*Written request 1*
Extract the stretch of the forum thread about England's football match from "I do not think" through "well, very impressive.", copying it word for word.

*Document passage*
§

I do not think Gerrard was unlucky - I think he made a silly error! Everyone knows it is Gary Neville's job to play the short back pass to the opposition :wink: . Seriously though, he should have known better - at that point in the match only row Z is good enough.

Ledley King - I have never really seen him play .............. but the lad did really well, very impressive.

Swiss and Croat's - I agree again - they were both dire. I know this is tempting fate but surely all England's silly errors (bad luck) should have evaporated by now for this tournament!!


----------



## snaxo (May 31, 2002)

"Emile Heskey holds the ball up well". That old chestnut. My Liverpool friend goes on and on about that....

Only problem is there's not much point holding it up if you then either fall over or squander it. Inexperienced he may be but Rooney is strong and capable and I would argue he not only holds the ball up better than Heskey, but he rarely distributes it poorly or falls over. Only thing against him he is young and hot headed. At only 1-0 up I'd have Rooney on the pitch not Heskey. Perhaps if it had been 2-0 and 10 mins left the subsitution would have justified.

I don't agree that was a good substitution and we clearly paid the price.

Damian


----------



## phil (May 7, 2002)

Heskey's a donkey.


----------



## garvin (May 7, 2002)

snaxo said:


> "Emile Heskey holds the ball up well". That old chestnut. My Liverpool friend goes on and on about that....

§

*Extracted material*

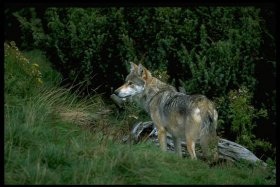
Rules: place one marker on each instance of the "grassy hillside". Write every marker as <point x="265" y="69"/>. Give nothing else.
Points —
<point x="53" y="136"/>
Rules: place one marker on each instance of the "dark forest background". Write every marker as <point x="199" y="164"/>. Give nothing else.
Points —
<point x="226" y="53"/>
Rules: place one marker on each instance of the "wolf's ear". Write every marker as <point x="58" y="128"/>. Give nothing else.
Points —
<point x="133" y="67"/>
<point x="143" y="72"/>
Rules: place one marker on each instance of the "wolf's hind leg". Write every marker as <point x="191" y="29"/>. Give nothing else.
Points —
<point x="162" y="138"/>
<point x="178" y="146"/>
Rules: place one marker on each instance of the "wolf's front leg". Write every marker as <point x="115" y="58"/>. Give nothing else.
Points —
<point x="178" y="146"/>
<point x="162" y="138"/>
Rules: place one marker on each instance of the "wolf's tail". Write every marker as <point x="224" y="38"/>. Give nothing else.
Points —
<point x="208" y="136"/>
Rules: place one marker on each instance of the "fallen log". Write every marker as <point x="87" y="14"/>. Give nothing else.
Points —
<point x="227" y="149"/>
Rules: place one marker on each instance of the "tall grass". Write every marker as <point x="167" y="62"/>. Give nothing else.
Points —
<point x="52" y="136"/>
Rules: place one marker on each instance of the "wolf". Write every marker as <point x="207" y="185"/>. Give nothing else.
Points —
<point x="190" y="118"/>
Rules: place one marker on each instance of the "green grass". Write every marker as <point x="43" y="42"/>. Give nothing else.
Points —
<point x="55" y="137"/>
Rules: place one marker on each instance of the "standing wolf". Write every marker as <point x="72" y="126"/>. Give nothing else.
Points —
<point x="186" y="117"/>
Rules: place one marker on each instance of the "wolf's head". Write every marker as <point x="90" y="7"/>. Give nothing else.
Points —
<point x="135" y="81"/>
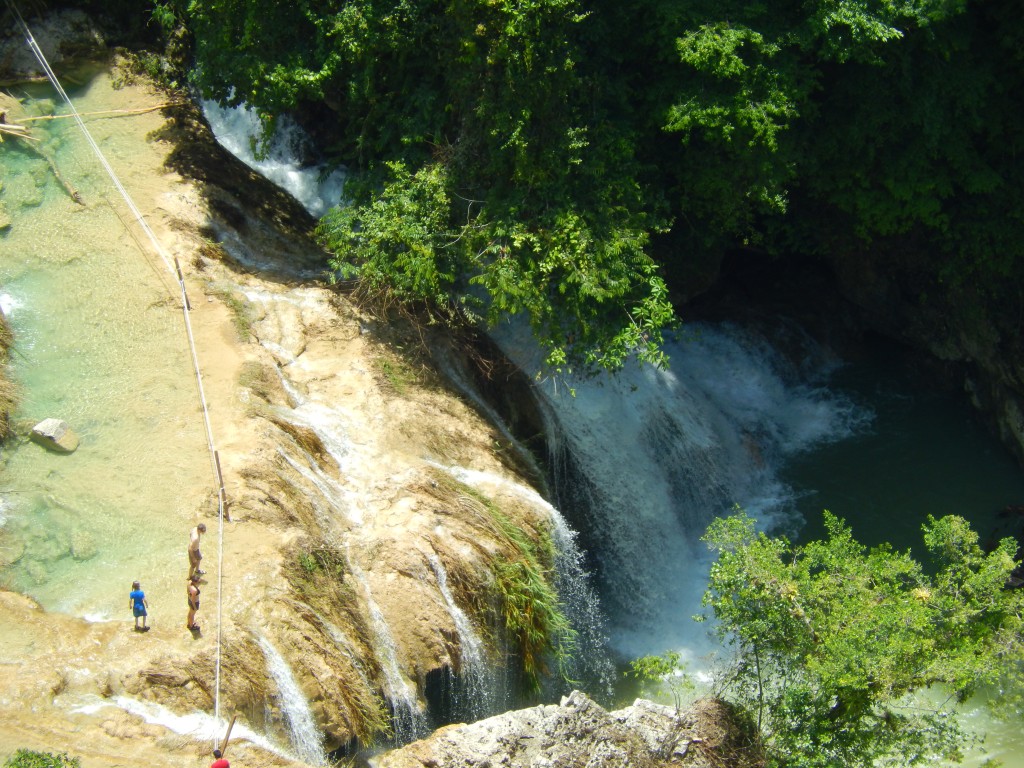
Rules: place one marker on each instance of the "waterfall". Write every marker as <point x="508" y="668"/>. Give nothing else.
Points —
<point x="476" y="695"/>
<point x="305" y="736"/>
<point x="238" y="129"/>
<point x="643" y="460"/>
<point x="408" y="717"/>
<point x="578" y="600"/>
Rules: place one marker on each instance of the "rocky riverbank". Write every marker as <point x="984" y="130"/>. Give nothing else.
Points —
<point x="347" y="462"/>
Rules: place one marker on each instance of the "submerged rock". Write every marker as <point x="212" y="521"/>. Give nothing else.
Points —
<point x="55" y="435"/>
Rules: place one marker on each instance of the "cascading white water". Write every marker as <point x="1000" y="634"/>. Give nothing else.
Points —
<point x="307" y="741"/>
<point x="578" y="600"/>
<point x="316" y="187"/>
<point x="409" y="720"/>
<point x="477" y="695"/>
<point x="643" y="460"/>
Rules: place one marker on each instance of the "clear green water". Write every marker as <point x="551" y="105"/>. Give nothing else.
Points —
<point x="925" y="453"/>
<point x="99" y="343"/>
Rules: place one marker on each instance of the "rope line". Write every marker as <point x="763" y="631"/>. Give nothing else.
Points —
<point x="185" y="307"/>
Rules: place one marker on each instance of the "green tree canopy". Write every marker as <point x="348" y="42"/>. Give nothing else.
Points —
<point x="833" y="641"/>
<point x="588" y="151"/>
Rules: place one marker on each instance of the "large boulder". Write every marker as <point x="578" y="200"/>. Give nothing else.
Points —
<point x="580" y="733"/>
<point x="55" y="435"/>
<point x="62" y="37"/>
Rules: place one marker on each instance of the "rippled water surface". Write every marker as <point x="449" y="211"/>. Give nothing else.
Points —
<point x="99" y="343"/>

§

*Written request 2*
Show each line of the listing above that contains the string "green".

*Output 1*
I do not think Gerrard was unlucky - I think he made a silly error! Everyone knows it is Gary Neville's job to play the short back pass to the opposition :wink: . Seriously though, he should have known better - at that point in the match only row Z is good enough.

Ledley King - I have never really seen him play .............. but the lad did really well, very impressive.

*Output 2*
Rules: place one marker on each instance of the "green grass". Write every marker as <point x="43" y="42"/>. Give nothing else.
Rules: place one marker on each instance of the "clear green water". Write every marker as <point x="551" y="105"/>. Give nothing else.
Rules: place one marker on each instance of the "green tree canopy". Write every marker as <point x="348" y="42"/>. Give nothing else.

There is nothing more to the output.